# [Set problem 1]
Reproduce, unchanged and in order, every row of segment commands and polygon outlines that appears below the thread.

# [Excerpted text]
# resizing meals



## mctrick (Dec 13, 2006)

I listed this in another forum and seen some people asking about menu sizing for large groups. I found this link to resize 
http://www.webstaurantstore.com/recipe_resizer.html


----------



## smokyokie (Dec 13, 2006)

That's a super tool Mctrick.  I don't do commercial catering, but I do do large events sometimes.  Thanx for the link.

Tim


----------



## mctrick (Dec 14, 2006)

Thank tim, I came across it doing research for a french fry warmmer. I noticed that your for Tulsa and the web master tulsajeff is from Sapulpa. My nephews and neice live there and the picture of the cow in the back yard is at my nephew in Sapulpa on the 4th,06.


----------



## smokyokie (Dec 14, 2006)

Such a small world we live in!

What is a french fry warmer(well I guess that was rhetorical). 

Tell me about it.


Tim


----------



## mctrick (Dec 14, 2006)

French fry warmer is a infered lamp bulb(s) counter top unit that helps hold the the frys at temp longer. you can get them in one or up to four  bulb units. They also use them to keep meat at temp on cutting boards at restaurants. next time your at Grannys buffet and the person that serve the roast beef,look above the roast for the haet lamp. Its required in food service. to keep your food product above 140*.


----------



## smokyokie (Dec 14, 2006)

I have one.  I just never thought of it as a french fry warmer.  I just always called it a heat lamp, also a carving station attachment.


----------



## mctrick (Dec 14, 2006)

I never payed to much about it myself.Just as long as my food hot!


----------



## mctrick (Dec 14, 2006)

Tim in your profile it says business owner,what type of business do you own. Im sorry for the spelling.


----------



## smokyokie (Dec 18, 2006)

Chemical marketing.  What spelling are you sorry about?


----------



## Dutch (Jan 18, 2007)

Mike, Thanks for sharing the Recipe Resizing link. I know it will come in handy for those of us that that feeds a large crowd.  This topic is going to "sticky" status so that it stays at the top of the forum page.

Thanks again for sharing this!!


----------



## smokyokie (Jan 18, 2007)

Great idea Dutch, thanx!


----------



## deejaydebi (Mar 27, 2007)

Mike -

That's really cool thanks!


----------



## blacklab (Feb 5, 2008)

Thanks for the link.


----------

# [Data to use]
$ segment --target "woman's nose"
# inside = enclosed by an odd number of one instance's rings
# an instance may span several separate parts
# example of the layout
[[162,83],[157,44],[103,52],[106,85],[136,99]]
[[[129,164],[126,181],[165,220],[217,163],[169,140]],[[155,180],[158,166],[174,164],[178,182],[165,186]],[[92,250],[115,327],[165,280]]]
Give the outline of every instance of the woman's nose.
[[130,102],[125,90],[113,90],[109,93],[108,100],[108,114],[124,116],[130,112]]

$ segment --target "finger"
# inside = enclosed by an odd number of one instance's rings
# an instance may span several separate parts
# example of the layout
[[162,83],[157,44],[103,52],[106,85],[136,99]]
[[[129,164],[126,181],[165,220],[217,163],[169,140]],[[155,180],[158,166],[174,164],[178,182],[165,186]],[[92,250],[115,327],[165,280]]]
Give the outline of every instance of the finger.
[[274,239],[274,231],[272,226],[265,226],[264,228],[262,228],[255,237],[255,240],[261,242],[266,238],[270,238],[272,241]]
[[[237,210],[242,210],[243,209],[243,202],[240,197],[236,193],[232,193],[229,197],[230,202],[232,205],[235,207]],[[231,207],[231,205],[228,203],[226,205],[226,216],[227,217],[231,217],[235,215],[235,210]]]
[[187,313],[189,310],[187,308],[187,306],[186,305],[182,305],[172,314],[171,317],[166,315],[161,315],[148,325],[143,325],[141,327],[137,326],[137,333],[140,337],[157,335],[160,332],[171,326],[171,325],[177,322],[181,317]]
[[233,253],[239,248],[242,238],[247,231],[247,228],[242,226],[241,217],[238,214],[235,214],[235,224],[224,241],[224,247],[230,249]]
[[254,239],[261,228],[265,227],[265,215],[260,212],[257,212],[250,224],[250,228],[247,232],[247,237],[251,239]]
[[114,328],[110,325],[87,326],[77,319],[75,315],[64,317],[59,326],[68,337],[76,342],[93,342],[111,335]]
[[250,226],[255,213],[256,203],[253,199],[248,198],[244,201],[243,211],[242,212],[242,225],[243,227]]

# [Set problem 2]
Answer from the resizing meals thread:
(a) What kind of business does smokyokie say he is in?
(b) Besides a heat lamp, what does smokyokie call his unit?
(c) Why is the topic being given "sticky" status?

# [Task result 1]
$ segment --target "woman's nose"
# inside = enclosed by an odd number of one instance's rings
# an instance may span several separate parts
# example of the layout
[[162,83],[157,44],[103,52],[106,85],[136,99]]
[[[129,164],[126,181],[165,220],[217,163],[169,140]],[[155,180],[158,166],[174,164],[178,182],[165,186]],[[92,250],[115,327],[165,280]]]
Give the outline of every instance of the woman's nose.
[[130,102],[125,90],[113,90],[109,93],[108,100],[108,114],[124,116],[130,112]]

$ segment --target "finger"
# inside = enclosed by an odd number of one instance's rings
# an instance may span several separate parts
# example of the layout
[[162,83],[157,44],[103,52],[106,85],[136,99]]
[[[129,164],[126,181],[165,220],[217,163],[169,140]],[[155,180],[158,166],[174,164],[178,182],[165,186]],[[92,250],[115,327],[165,280]]]
Give the outline of every instance of the finger.
[[274,239],[274,231],[272,226],[265,226],[264,228],[262,228],[255,237],[255,240],[261,242],[266,238],[270,238],[272,241]]
[[[237,210],[242,210],[243,209],[243,202],[240,197],[236,193],[232,193],[229,197],[230,202],[232,205],[235,207]],[[231,207],[231,205],[228,203],[226,205],[226,216],[227,217],[231,217],[235,215],[235,210]]]
[[187,313],[189,310],[187,308],[187,306],[186,305],[182,305],[172,314],[171,317],[166,315],[161,315],[148,325],[143,325],[141,327],[137,326],[137,333],[140,337],[157,335],[160,332],[171,326],[171,325],[177,322],[181,317]]
[[233,253],[239,248],[242,238],[247,231],[247,228],[242,226],[241,217],[238,214],[235,214],[235,224],[224,241],[224,247],[230,249]]
[[254,239],[261,228],[265,227],[265,215],[260,212],[257,212],[250,224],[250,228],[247,232],[247,237],[251,239]]
[[114,328],[110,325],[87,326],[77,319],[75,315],[64,317],[59,326],[68,337],[76,342],[93,342],[111,335]]
[[250,226],[255,213],[256,203],[253,199],[248,198],[244,201],[243,211],[242,212],[242,225],[243,227]]

# [Task result 2]
(a) Chemical marketing.
(b) A carving station attachment.
(c) So that it stays at the top of the forum page.